* What to work on *
[A] List every kind of control named in the bulleted items of the FlexGen excerpt.
[B] Please print the part of the FlexGen excerpt between "Training is performed" and "no-conditioning for robustness.", inclusive.

* Excerpted passage *
########

Training is performed on 147k Objaverse models (24 views each; 4 for captioning), using 8×A800 GPUs, batch size 32, Adam optimizer at lr$=10^{-5}$, for 180k iterations. Sampling uses DDIM with 75 steps; condition probabilities balance three modes (image+text, image only, text only) with 10% no-conditioning for robustness.

Controllability Mechanisms

FlexGen supports extensive controllability via direct prompt/caption editing:

• Unseen-part control: Modifying or appending local captions directs generation of occluded geometry (“the back right panel has a red stripe”).
• Material and texture control: Explicit material tags (e.g., “high metallic”, “low roughness”) ensure physically consistent renderings aligned with Objaverse mesh attributes.
• Part-level control: Local captions allow part-specific edits (e.g. “the handle is matte black”), realized through cross-attention mechanisms.

########

* Given material *
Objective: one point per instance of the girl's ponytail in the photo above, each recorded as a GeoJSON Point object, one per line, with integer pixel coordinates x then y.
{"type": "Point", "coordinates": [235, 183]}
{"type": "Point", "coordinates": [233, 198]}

########

* Answers for each item *
[A]
Unseen-part control
Material and texture control
Part-level control

[B]
Training is performed on 147k Objaverse models (24 views each; 4 for captioning), using 8×A800 GPUs, batch size 32, Adam optimizer at lr$=10^{-5}$, for 180k iterations. Sampling uses DDIM with 75 steps; condition probabilities balance three modes (image+text, image only, text only) with 10% no-conditioning for robustness.